BEGIN Given records

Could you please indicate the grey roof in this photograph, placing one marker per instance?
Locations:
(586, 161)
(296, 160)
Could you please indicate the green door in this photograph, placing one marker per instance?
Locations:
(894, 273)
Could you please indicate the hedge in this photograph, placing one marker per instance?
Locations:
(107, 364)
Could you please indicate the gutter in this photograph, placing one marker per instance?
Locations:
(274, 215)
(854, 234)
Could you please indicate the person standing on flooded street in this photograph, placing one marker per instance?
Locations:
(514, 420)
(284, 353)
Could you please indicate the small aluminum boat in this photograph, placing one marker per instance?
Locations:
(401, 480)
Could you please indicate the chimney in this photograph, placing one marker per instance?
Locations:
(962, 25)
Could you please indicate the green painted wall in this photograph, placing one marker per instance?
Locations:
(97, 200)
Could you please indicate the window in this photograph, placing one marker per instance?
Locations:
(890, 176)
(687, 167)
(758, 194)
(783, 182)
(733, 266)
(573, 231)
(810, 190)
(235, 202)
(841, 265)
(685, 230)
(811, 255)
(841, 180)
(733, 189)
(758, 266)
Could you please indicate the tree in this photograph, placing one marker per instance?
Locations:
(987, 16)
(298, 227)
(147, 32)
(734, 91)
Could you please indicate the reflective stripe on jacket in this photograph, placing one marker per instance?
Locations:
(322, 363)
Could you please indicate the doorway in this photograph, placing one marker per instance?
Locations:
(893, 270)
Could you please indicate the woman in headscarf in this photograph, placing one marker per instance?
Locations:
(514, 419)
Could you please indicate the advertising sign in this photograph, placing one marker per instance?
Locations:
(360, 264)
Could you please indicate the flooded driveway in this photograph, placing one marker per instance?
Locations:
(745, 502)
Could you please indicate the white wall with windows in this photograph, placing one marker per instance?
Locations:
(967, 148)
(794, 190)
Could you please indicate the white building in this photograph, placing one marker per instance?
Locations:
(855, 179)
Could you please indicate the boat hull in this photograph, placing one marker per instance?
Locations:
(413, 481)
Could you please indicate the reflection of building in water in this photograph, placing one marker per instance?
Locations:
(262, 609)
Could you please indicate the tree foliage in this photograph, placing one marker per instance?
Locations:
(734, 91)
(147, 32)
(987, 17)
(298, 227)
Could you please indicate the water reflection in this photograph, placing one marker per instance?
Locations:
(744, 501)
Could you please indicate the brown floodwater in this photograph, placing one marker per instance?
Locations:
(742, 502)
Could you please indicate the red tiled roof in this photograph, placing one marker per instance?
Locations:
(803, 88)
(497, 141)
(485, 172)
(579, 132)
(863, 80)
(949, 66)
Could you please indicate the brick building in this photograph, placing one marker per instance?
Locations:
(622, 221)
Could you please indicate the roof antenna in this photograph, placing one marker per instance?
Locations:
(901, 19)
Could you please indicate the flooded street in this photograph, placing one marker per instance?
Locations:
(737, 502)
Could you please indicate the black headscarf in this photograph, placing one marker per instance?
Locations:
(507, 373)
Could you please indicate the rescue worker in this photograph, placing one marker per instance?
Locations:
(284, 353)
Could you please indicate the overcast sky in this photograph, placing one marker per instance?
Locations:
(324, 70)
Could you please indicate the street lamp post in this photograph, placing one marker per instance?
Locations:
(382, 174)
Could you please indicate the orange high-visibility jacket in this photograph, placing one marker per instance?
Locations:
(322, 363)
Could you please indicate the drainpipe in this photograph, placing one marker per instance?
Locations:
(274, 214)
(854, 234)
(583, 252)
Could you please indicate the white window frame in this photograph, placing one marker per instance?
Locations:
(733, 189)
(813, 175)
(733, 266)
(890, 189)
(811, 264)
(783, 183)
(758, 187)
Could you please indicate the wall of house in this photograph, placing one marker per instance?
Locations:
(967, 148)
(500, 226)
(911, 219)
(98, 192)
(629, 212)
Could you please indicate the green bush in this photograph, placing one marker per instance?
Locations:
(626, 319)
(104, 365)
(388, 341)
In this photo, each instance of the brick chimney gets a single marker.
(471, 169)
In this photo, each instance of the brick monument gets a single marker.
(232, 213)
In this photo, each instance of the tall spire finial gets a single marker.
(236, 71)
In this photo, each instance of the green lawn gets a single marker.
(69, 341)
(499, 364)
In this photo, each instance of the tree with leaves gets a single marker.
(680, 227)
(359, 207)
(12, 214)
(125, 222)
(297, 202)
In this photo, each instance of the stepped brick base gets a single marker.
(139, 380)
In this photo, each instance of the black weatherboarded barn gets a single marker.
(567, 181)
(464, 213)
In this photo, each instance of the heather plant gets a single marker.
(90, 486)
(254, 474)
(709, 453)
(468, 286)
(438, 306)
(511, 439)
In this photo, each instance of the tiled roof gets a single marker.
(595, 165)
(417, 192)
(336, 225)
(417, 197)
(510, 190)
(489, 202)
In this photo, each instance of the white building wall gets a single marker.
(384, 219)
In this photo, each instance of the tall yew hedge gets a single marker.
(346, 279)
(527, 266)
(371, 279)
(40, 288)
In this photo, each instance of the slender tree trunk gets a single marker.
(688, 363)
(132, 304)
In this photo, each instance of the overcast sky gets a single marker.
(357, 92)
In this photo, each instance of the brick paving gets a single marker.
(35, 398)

END Given records

- **To do**
Using the records above, copy all lines that include the word "jacket".

- **Written reply**
Could you please indicate the reflective stripe on jacket in this photograph, placing one marker per instance?
Could you please indicate the orange high-visibility jacket in this photograph, placing one marker per instance?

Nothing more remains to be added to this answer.